Return every line of the data below that contains the word "wall".

EXTRACTED DATA.
## begin

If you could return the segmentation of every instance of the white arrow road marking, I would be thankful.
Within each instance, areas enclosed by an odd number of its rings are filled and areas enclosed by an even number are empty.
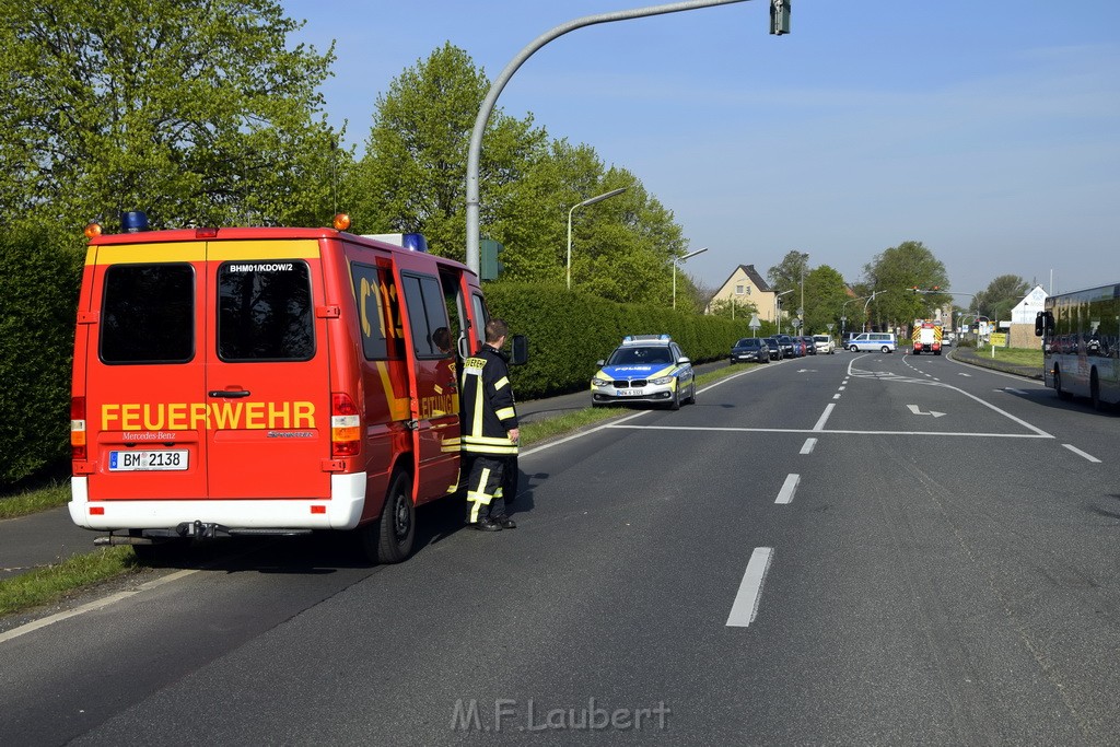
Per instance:
[[[907,404],[906,407],[909,408],[911,412],[913,412],[916,415],[933,415],[934,418],[940,418],[941,415],[946,414],[944,412],[937,412],[936,410],[930,410],[928,412],[922,412],[922,409],[918,408],[916,404]]]

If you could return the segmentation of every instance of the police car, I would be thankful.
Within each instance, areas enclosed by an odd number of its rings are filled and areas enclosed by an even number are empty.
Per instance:
[[[697,401],[692,362],[669,335],[627,335],[591,379],[591,404]]]

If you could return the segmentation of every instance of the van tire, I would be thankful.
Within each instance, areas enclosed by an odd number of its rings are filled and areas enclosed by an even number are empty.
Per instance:
[[[1054,366],[1054,391],[1057,392],[1057,399],[1060,400],[1068,400],[1073,398],[1073,394],[1062,389],[1062,370],[1057,366]]]
[[[417,534],[417,512],[412,505],[412,476],[398,469],[385,491],[385,503],[376,522],[362,531],[362,548],[377,563],[399,563],[412,554]]]
[[[1101,382],[1096,379],[1096,368],[1089,376],[1089,399],[1093,403],[1093,409],[1098,412],[1104,411],[1104,401],[1101,399]]]

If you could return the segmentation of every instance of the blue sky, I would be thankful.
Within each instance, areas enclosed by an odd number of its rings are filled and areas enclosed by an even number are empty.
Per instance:
[[[377,95],[445,41],[493,81],[561,24],[653,4],[282,1],[307,20],[295,40],[336,41],[327,115],[360,148]],[[497,105],[632,171],[708,248],[682,269],[711,289],[792,250],[857,281],[911,240],[961,293],[1120,281],[1120,2],[794,0],[781,37],[768,17],[750,0],[577,29]]]

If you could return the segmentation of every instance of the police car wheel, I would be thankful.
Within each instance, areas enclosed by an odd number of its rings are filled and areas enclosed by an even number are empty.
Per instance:
[[[412,553],[416,540],[416,506],[412,505],[412,478],[403,469],[393,474],[385,492],[381,517],[362,529],[366,557],[379,563],[399,563]]]

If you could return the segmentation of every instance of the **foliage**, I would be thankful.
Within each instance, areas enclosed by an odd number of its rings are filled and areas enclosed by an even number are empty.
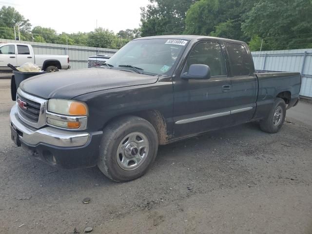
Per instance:
[[[98,28],[97,32],[91,32],[87,40],[87,45],[94,47],[115,48],[117,46],[116,36],[114,32],[102,28]]]
[[[307,48],[312,44],[310,0],[259,0],[245,16],[242,28],[266,41],[266,49]]]
[[[261,48],[262,41],[262,39],[258,36],[253,37],[249,42],[250,50],[252,51],[259,51]]]
[[[119,31],[117,34],[117,36],[118,38],[132,40],[135,38],[139,38],[140,34],[141,32],[138,28],[135,28],[134,29],[128,28],[125,30]]]
[[[185,29],[186,12],[196,0],[150,0],[141,8],[142,37],[180,34]]]
[[[57,31],[51,28],[44,28],[40,26],[34,27],[32,30],[33,36],[38,38],[38,36],[40,36],[48,43],[57,43],[58,36]],[[41,41],[39,41],[41,42]],[[43,42],[43,41],[42,41]]]
[[[241,25],[240,22],[238,20],[228,20],[218,24],[215,27],[215,31],[212,32],[210,35],[218,38],[243,40],[240,30]]]
[[[20,39],[30,38],[28,31],[31,24],[29,20],[26,20],[14,7],[2,6],[0,9],[0,37],[4,39],[14,38],[14,26],[18,30],[20,27]],[[16,36],[18,37],[17,33]]]
[[[218,23],[218,0],[201,0],[193,4],[187,12],[185,33],[207,35]]]
[[[31,26],[29,20],[25,20],[14,7],[2,6],[0,9],[0,26],[13,28],[15,25],[19,25],[20,30],[29,30]]]

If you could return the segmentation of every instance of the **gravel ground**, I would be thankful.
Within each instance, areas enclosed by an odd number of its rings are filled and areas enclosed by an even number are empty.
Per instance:
[[[14,146],[9,81],[0,78],[0,233],[312,234],[312,126],[296,111],[276,134],[250,123],[161,146],[145,176],[116,183]]]

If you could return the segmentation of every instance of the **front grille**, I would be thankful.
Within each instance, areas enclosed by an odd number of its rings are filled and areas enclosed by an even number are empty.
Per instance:
[[[98,61],[98,60],[88,60],[88,67],[96,67],[103,66],[106,62],[106,61]]]
[[[27,99],[18,94],[17,98],[18,106],[20,110],[19,113],[21,116],[28,121],[37,123],[39,119],[39,115],[40,114],[40,104]],[[19,99],[23,102],[23,103],[26,104],[19,105]],[[24,108],[21,108],[21,106],[23,106]]]

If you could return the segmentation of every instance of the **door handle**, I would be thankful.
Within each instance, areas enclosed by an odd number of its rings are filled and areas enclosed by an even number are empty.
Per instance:
[[[226,84],[222,86],[222,91],[224,92],[228,92],[231,90],[231,85],[229,84]]]

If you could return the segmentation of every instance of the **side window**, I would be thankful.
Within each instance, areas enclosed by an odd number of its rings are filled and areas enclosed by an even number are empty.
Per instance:
[[[191,52],[187,64],[188,68],[192,64],[208,65],[211,76],[226,75],[224,58],[217,42],[200,42],[196,45]]]
[[[29,55],[29,48],[27,45],[18,45],[18,53],[19,55]]]
[[[14,55],[15,54],[14,45],[4,45],[0,48],[0,54],[3,55]]]
[[[231,43],[226,44],[226,46],[232,76],[249,76],[251,58],[245,47],[242,45]]]

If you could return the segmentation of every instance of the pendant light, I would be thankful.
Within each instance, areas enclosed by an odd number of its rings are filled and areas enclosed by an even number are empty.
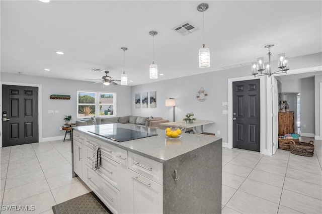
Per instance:
[[[155,31],[151,31],[149,34],[153,37],[153,48],[152,48],[152,62],[150,65],[150,79],[157,79],[157,65],[154,64],[154,36],[157,34],[157,32]]]
[[[207,3],[202,3],[198,6],[198,11],[202,12],[202,34],[203,45],[202,48],[199,49],[199,68],[209,68],[210,67],[210,51],[205,45],[205,26],[204,24],[203,12],[209,8],[209,5]]]
[[[127,85],[127,74],[125,74],[125,51],[127,48],[122,47],[121,48],[123,50],[123,73],[121,74],[121,85]]]

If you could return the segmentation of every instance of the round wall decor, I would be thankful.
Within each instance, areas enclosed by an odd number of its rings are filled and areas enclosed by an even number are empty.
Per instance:
[[[202,87],[201,87],[199,90],[198,91],[196,96],[197,99],[199,100],[200,102],[203,102],[207,99],[207,96],[208,96],[208,94],[206,92],[206,91]]]

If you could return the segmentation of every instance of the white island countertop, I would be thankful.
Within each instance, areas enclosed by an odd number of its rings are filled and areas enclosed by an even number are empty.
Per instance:
[[[89,132],[97,130],[113,132],[117,128],[132,129],[142,132],[156,134],[157,135],[139,139],[118,142]],[[87,135],[106,141],[112,145],[163,163],[176,157],[189,153],[196,149],[221,140],[213,136],[182,133],[181,139],[168,139],[164,130],[139,126],[131,124],[111,124],[73,127]],[[221,141],[218,141],[221,143]]]

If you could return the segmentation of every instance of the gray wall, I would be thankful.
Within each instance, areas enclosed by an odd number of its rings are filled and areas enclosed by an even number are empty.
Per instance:
[[[289,60],[290,66],[295,69],[320,66],[321,57],[322,53],[318,53],[292,58]],[[276,62],[272,62],[272,64],[274,70]],[[196,74],[198,71],[196,70]],[[186,113],[193,112],[198,119],[215,121],[215,124],[206,126],[205,131],[215,133],[223,138],[223,142],[227,142],[227,115],[222,114],[222,110],[227,110],[227,108],[222,106],[222,102],[227,101],[227,80],[250,76],[251,73],[250,66],[248,66],[133,86],[132,115],[162,117],[172,121],[173,109],[165,106],[165,100],[175,98],[176,121],[182,120]],[[196,98],[196,93],[201,87],[208,94],[207,99],[202,102]],[[135,94],[152,91],[156,91],[156,108],[135,109],[133,104]],[[217,134],[218,131],[220,131],[220,135]]]
[[[315,118],[319,118],[322,120],[322,115],[320,115],[319,110],[322,108],[320,106],[319,103],[320,92],[319,92],[319,83],[322,82],[322,75],[316,75],[314,76],[314,100],[315,100]],[[315,136],[319,136],[320,138],[322,138],[322,133],[320,132],[321,127],[320,127],[320,123],[319,120],[315,120]]]
[[[117,93],[118,116],[131,114],[131,87],[110,85],[103,87],[103,84],[42,77],[21,74],[1,73],[1,81],[16,83],[36,84],[42,85],[42,138],[63,135],[59,130],[64,125],[65,115],[71,115],[72,121],[77,118],[77,90],[111,92]],[[68,94],[70,100],[50,99],[51,94]],[[58,110],[58,114],[49,114],[48,110]]]
[[[314,77],[301,79],[301,133],[314,134],[315,132],[314,83]]]

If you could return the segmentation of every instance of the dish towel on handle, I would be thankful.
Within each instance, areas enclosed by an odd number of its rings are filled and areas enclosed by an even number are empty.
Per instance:
[[[92,168],[94,171],[100,169],[101,165],[101,149],[96,144],[93,147],[93,160],[92,161]]]

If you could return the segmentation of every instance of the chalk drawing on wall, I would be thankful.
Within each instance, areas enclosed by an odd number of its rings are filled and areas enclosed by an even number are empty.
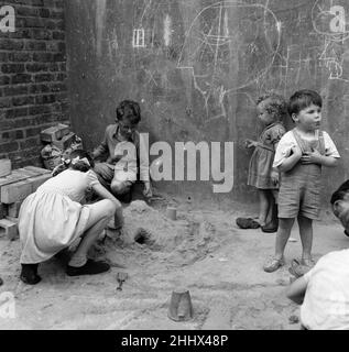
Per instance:
[[[144,29],[134,29],[132,36],[133,47],[145,47],[145,31]]]
[[[227,118],[228,94],[265,79],[280,41],[281,24],[263,4],[221,1],[198,12],[185,34],[177,68],[189,72],[204,98],[205,122]],[[218,108],[215,116],[209,112],[212,105]]]
[[[347,0],[316,0],[312,9],[314,30],[330,41],[347,40],[349,37],[347,11]]]
[[[349,82],[348,51],[345,44],[349,38],[346,21],[348,4],[345,0],[317,0],[312,9],[314,30],[324,36],[324,47],[318,56],[319,66],[325,67],[328,79]]]

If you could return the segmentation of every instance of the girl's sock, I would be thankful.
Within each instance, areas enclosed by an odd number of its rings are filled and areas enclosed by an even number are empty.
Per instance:
[[[86,264],[86,262],[87,262],[86,255],[74,254],[68,265],[73,267],[81,267]]]

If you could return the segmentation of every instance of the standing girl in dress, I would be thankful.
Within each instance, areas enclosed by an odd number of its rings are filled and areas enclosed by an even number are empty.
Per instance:
[[[46,180],[26,197],[19,215],[22,244],[21,279],[35,285],[40,263],[80,240],[66,268],[69,276],[107,272],[109,264],[87,258],[87,252],[114,216],[121,216],[121,204],[91,170],[94,161],[83,150],[73,151],[69,167]],[[103,198],[84,205],[85,195],[94,190]]]
[[[258,141],[247,140],[246,146],[254,147],[248,185],[258,189],[260,215],[258,221],[238,218],[237,224],[244,229],[261,227],[263,232],[276,232],[279,172],[272,169],[272,164],[277,143],[286,132],[282,120],[287,116],[287,103],[283,97],[269,94],[258,99],[257,110],[264,129]]]

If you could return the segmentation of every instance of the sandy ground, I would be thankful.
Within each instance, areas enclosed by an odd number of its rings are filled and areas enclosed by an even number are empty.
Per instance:
[[[176,221],[165,217],[168,205],[177,207]],[[41,265],[36,286],[19,280],[19,240],[2,238],[0,294],[13,293],[15,318],[0,317],[0,329],[297,330],[299,324],[290,317],[298,317],[299,308],[285,297],[290,262],[301,255],[297,229],[292,233],[296,242],[286,248],[287,264],[268,274],[262,265],[273,253],[275,234],[238,229],[236,218],[247,213],[239,205],[170,196],[152,208],[132,202],[126,209],[124,234],[107,238],[91,253],[111,263],[109,273],[68,277],[52,258]],[[349,244],[340,224],[325,218],[315,223],[315,260]],[[142,244],[134,241],[139,228],[146,233]],[[122,290],[117,290],[118,272],[129,275]],[[190,293],[194,316],[188,321],[167,317],[172,292],[178,288]]]

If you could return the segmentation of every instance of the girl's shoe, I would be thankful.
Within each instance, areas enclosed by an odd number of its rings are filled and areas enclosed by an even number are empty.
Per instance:
[[[315,265],[315,261],[312,257],[302,258],[301,264],[312,268]]]
[[[79,267],[67,266],[66,273],[68,276],[79,276],[79,275],[96,275],[108,272],[110,265],[106,262],[95,262],[90,258],[87,260],[86,264]]]
[[[39,264],[22,264],[21,280],[28,285],[36,285],[41,282],[41,277],[37,275]]]
[[[297,260],[293,260],[291,262],[291,266],[288,268],[290,274],[295,276],[296,278],[303,276],[310,270],[309,266],[301,264]]]
[[[238,218],[237,226],[241,229],[258,229],[260,223],[252,218]]]
[[[277,227],[279,227],[279,223],[268,222],[261,228],[263,232],[272,233],[272,232],[277,232]]]
[[[276,258],[275,256],[270,257],[263,265],[263,270],[266,273],[273,273],[279,270],[279,267],[285,265],[284,258]]]

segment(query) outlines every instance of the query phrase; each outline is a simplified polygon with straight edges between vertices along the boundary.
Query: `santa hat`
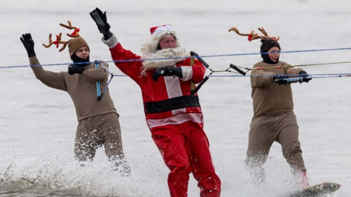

## end

SOLVED EXERCISE.
If you could return the segmentation of every instance of the round wall decor, I would be thankful.
If you could return the segmentation of every instance of the gray wall, I would be thankful.
If you could return the segmentation of every instance of the chalk drawing on wall, I would be thankful.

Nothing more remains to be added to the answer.